## Start
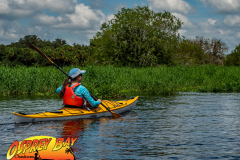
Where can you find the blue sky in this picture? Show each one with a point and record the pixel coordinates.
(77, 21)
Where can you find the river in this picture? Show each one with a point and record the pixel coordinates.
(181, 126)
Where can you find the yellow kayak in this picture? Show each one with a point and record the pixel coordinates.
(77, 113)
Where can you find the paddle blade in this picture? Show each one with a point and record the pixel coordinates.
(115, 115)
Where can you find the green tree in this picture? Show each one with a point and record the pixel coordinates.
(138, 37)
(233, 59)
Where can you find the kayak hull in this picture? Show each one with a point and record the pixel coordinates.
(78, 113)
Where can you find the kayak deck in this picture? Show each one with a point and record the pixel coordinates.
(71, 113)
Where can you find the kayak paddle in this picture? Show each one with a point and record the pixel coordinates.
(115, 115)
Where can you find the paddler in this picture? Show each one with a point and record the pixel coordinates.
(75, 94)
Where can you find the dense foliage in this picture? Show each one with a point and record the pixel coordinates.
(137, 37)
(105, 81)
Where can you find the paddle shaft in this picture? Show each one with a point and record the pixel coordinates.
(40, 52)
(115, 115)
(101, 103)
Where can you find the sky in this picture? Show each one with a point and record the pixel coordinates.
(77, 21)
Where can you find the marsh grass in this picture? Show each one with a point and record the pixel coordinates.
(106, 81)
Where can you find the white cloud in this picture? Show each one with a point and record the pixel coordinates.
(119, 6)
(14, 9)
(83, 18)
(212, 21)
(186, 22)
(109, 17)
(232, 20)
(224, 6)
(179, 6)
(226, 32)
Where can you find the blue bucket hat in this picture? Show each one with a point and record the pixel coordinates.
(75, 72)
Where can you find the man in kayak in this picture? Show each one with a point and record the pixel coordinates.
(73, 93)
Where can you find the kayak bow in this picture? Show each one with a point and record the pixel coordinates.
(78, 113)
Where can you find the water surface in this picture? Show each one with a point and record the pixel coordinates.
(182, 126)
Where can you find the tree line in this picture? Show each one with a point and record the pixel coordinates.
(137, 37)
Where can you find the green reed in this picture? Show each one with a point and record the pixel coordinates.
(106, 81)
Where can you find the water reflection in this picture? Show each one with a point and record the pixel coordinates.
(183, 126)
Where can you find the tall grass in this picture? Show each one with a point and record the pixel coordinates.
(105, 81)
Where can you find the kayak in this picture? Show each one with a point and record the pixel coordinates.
## End
→ WORK TO BE COMPLETED
Copy the lines from the one containing "Where can you find the water reflection" through the end of the items, renaming "tall grass" as "high grass" and leaving everything else as it is.

→ PROBLEM SOLUTION
Where can you find the water reflection in this picture? Show each one with a point and record the pixel coordinates.
(183, 126)
Where can you find the high grass in this picture? Show each one with a point and record the pixel coordinates.
(105, 81)
Where can you find the kayak in this picture? Show each one with a point and record the pixel coordinates.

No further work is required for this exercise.